> **Stated exercise**:
Rename "fence post" to "gate post" throughout the listing below and leave everything else unchanged.

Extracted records
------------------------------------------------
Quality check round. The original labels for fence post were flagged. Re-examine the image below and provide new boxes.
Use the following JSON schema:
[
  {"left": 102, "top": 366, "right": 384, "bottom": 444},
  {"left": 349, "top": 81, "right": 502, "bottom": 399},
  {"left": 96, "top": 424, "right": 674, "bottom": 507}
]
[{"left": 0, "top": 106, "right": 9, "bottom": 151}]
------------------------------------------------
> **The answer**:
Quality check round. The original labels for gate post were flagged. Re-examine the image below and provide new boxes.
Use the following JSON schema:
[
  {"left": 102, "top": 366, "right": 384, "bottom": 444},
  {"left": 349, "top": 81, "right": 502, "bottom": 399},
  {"left": 96, "top": 424, "right": 674, "bottom": 507}
]
[{"left": 0, "top": 106, "right": 9, "bottom": 151}]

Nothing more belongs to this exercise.